***** 作業データ *****
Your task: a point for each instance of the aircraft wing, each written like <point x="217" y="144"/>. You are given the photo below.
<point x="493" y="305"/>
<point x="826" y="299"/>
*****
***** 作業データ *****
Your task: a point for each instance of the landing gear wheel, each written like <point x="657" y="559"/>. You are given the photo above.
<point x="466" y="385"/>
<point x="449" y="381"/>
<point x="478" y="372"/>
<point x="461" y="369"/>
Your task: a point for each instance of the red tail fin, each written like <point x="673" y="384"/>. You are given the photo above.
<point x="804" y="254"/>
*****
***** 作業データ *****
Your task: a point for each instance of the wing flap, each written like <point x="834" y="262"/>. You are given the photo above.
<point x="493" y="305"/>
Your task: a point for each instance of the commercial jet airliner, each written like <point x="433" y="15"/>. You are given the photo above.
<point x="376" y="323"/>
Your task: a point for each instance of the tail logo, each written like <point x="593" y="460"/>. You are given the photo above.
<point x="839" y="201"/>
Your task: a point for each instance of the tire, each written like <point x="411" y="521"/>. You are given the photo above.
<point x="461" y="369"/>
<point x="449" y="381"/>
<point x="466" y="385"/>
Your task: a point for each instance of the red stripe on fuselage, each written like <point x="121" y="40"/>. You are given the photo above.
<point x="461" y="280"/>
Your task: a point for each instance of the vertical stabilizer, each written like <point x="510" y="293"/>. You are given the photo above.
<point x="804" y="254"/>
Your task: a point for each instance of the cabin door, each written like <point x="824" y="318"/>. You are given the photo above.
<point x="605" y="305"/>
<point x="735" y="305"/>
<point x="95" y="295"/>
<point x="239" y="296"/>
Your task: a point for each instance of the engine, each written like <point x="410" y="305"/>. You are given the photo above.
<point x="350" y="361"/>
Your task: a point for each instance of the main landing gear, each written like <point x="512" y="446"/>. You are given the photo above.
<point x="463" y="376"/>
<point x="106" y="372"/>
*****
## 作業目標
上のデータで文字列「wing」を含む行をすべて見つけ、各行を一字も変えずに書き写してもらえますか？

## 作業結果
Your task: a point for each instance of the aircraft wing, each written like <point x="217" y="144"/>. You are given the photo below.
Your task: a point for each instance of the wing flap, each written like <point x="834" y="262"/>. You are given the photo above.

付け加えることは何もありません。